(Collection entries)
-- begin --
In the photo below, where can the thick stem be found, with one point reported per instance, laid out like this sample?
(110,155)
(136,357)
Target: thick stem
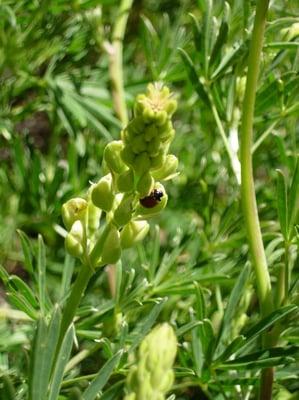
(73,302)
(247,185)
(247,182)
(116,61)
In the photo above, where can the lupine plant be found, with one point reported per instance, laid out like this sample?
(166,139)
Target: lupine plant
-- end --
-- begin --
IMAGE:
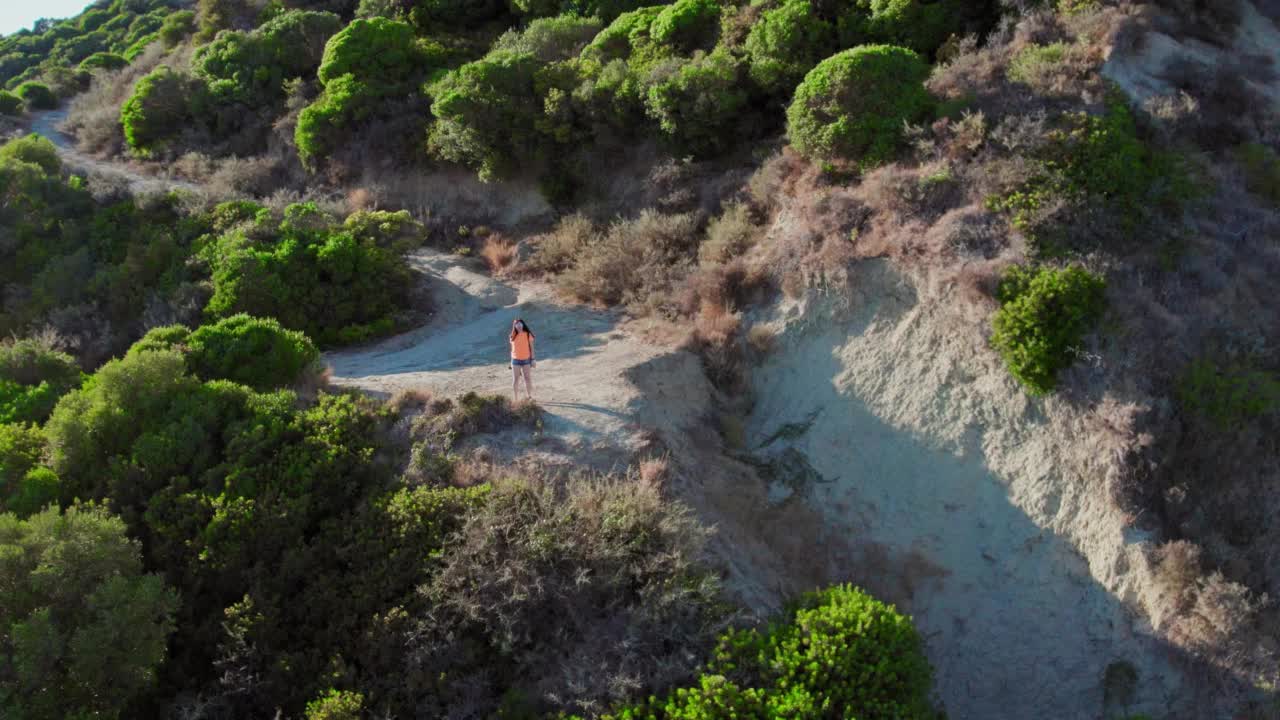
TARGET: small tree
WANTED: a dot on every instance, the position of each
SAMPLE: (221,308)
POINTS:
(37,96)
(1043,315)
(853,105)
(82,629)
-- end --
-- begin --
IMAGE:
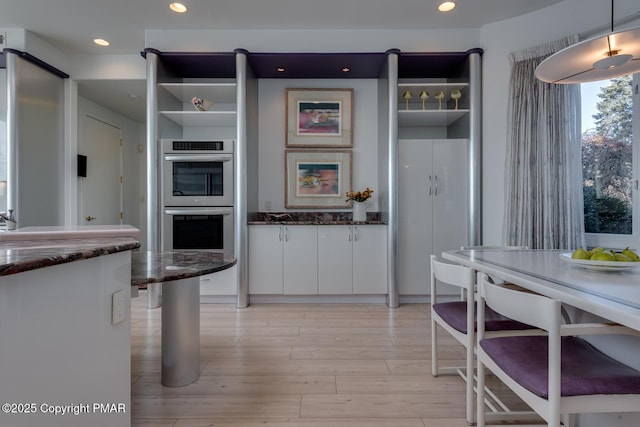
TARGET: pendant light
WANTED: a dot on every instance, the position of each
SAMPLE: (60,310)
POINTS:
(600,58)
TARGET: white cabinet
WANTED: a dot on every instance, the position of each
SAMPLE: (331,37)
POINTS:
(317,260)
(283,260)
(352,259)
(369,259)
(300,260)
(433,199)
-- end --
- [Job]: Rewrite the stretch from the line containing "In the photo below, where" through the line containing "Target: lupine plant", changing "thick stem" to "main stem" and keeping everything else the same. Leave the pictures out.

- [Exercise answer]:
In the photo below, where can the main stem be found, with one point reported per instance, laid out like this sample?
(110,155)
(136,357)
Target: main stem
(73,302)
(247,185)
(247,182)
(116,61)
In the photo above, where can the lupine plant be found, with one point reported per instance, laid out like this sample?
(166,139)
Target: lupine plant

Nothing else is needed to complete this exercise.